(What is required):
Reproduce every record below verbatim, leaving out the pictures.

=== Given records ===

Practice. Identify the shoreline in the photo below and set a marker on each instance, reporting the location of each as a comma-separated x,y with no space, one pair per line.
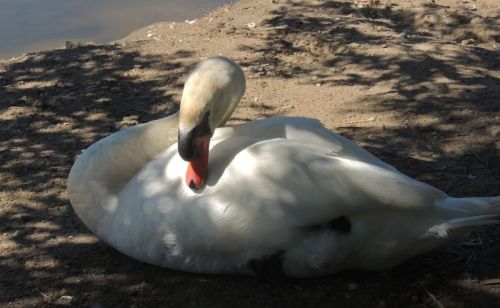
415,83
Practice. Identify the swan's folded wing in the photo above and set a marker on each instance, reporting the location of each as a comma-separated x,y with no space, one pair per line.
306,185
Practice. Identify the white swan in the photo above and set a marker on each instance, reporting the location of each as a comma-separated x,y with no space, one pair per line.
282,194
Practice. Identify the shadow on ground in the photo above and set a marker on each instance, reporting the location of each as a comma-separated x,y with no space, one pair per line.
56,103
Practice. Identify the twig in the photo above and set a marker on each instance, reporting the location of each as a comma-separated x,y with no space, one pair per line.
45,296
434,299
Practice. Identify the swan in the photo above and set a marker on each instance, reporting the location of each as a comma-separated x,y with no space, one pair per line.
280,196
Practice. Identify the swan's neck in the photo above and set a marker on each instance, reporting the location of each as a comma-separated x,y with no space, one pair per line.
102,170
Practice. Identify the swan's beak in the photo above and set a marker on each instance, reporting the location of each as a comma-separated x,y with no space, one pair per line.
197,166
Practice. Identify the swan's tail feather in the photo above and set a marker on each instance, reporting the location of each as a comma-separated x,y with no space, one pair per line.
468,207
460,226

===

(Expected answer):
Practice. Identify the shoreline in the photo below and set a marker on each instance, reporting the location of each as a comma-separated x,y with no space, one pair per line.
415,83
Practice. Identify the swan's folded wing in the photo above and set a marker on each instance, reporting the location of each as a comma-separated x,y with no space, one pair per line.
306,185
Practice. Identify the white swan in the photo above and set a marker on each instance, reporting the location of each as a comma-separated x,y with no space, one pair per line.
282,194
Practice. Identify the shadow on ground in the photo above and set a marker on each instance, reporting the location of each as a comma-separated x,y with no space, one pair per line.
56,103
Practice. Identify the twig in the photo above and set a marker on each instance, reporting the location of each as a comma-separated x,y with no space, one pair per line.
45,296
434,299
Practice. Identify the swan in the photo above and set a marker on each instance, reporting the location of each as a comma-separated x,y with no space, one pair per line.
280,196
Practice. Identify the swan's neck in the photo above and set a marker on each instance, reporting the location of each as a comma-separated x,y with no space, one pair per line.
102,170
Practice. Identify the swan's beak in the photo above and set a marker on each instance, reporting the location of each as a comma-separated x,y with no space, one pair per line.
197,166
Practice. Identify the swan's tail feather in the photo above and set a marker on each instance, reporting the location of each as a comma-separated x,y with no space, one pair per line.
468,207
460,226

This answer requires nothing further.